Exercises:
1. From the IRMA Standard text, list every existing body of work or set of guidelines it names as a source the Standard draws on.
2. Continue the IRMA Standard text after its final sentence.

begin Text block

The IRMA Standard consists of 26 chapters that address business integrity; labor, social and environmental responsibility; closure and reclamation; and mine management systems. The Standard for Responsible Mining is not all original material. Wherever possible it draws on existing best practices agreed upon by diverse stakeholders. Thus it draws heavily from the important work of the United Nations on human rights, OECD due diligence, International Cyanide Management Code, International Finance Corporation, and other existing guidelines which many mines already follow and we hope more soon will. 
How was the IRMA Standard developed? IRMA has just released the Standard for Responsible Mining v.1.0 which can now be used by mines globally to engage in the program and gain recognition for their efforts in environmental and social responsibility. As background, in July 2014 a first draft of the standard was released for public review and comments. Since that time IRMA received more than 1,400 points of comment from more than 100 different individuals and organizations, including industry and technical experts. Where there have been issues of contention across stakeholder groups, IRMA has hosted work sessions to seek resolution. In addition, in October 2015 and March 2016 IRMA conducted two field tests to "ground truth" the draft Standard through simulated mine audits in the United States and Zimbabwe. Auditors hired by IRMA reviewed company documentation, made first-hand observations at the mine site, and conducted interviews with company representatives and other stakeholders to verify the requirements in the Standard are clear, can be met, and are measurable.

end Text block
begin Data provided

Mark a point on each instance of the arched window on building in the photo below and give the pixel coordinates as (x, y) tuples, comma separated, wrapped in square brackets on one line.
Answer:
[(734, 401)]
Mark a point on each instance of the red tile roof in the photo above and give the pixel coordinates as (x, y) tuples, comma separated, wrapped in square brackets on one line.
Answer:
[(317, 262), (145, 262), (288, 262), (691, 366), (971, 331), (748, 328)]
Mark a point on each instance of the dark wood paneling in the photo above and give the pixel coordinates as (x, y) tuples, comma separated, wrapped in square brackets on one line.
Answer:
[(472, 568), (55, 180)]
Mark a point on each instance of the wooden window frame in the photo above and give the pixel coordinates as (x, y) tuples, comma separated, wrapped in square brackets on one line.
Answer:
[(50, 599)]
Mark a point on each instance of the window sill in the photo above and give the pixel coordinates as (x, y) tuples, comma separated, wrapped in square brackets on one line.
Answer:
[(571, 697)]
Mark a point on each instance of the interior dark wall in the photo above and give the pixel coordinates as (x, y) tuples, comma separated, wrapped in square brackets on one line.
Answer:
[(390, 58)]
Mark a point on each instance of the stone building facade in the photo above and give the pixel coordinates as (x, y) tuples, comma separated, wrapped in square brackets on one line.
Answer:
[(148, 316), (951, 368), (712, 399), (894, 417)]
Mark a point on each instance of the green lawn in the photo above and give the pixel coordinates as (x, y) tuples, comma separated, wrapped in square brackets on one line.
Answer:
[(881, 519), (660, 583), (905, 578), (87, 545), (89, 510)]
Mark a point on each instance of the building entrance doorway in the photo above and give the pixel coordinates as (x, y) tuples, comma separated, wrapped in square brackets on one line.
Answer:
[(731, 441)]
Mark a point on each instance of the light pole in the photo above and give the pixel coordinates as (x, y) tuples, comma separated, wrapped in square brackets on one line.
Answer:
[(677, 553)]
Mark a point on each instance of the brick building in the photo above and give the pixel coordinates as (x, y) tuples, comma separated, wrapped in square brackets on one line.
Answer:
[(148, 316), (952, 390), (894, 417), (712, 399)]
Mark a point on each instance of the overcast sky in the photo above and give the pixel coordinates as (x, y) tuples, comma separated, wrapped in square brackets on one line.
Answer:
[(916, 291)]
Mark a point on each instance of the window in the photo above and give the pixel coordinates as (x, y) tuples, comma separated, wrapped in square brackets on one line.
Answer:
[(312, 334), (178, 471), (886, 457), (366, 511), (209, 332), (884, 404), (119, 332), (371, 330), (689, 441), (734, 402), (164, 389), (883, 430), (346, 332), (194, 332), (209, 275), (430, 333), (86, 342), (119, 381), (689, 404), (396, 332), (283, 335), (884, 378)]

end Data provided

Final answers:
1.
- The United Nations' work on human rights
- OECD due diligence
- The International Cyanide Management Code
- The International Finance Corporation

2.
In April 2016 IRMA released a second draft Standard for public review and comment. As with the first release, IRMA underwent a process of stakeholder engagement and consultation. Comments received during stakeholder consultation processes have helped to influence further revisions to the Standard. In July 2017 IRMA released a new draft chapter addressing interactions with artisanal and small-scale mining for public comment.
During IRMA's Launch Phase 2018-19 we know that the increasing number of mines and other stakeholders using and reviewing metrics in the Standard will help identify gaps, metrics that need to be clarified or changed, and further conversation across stakeholder sectors. We expect this will result in a revision of the Standard in mid-2019, before full Certification of achievement is offered for mines starting in late 2019. After that, the Standard will be revised and updated regularly, at least every three to five years, to reflect new knowledge and better understandings of best practices. Each review will be undertaken through a public process seeking full compliance with the ISEAL Alliance Standard-Setting Code of Good Practice.

For a detailed explanation of how IRMA is developing its Standard, visit our Standard Development Process page.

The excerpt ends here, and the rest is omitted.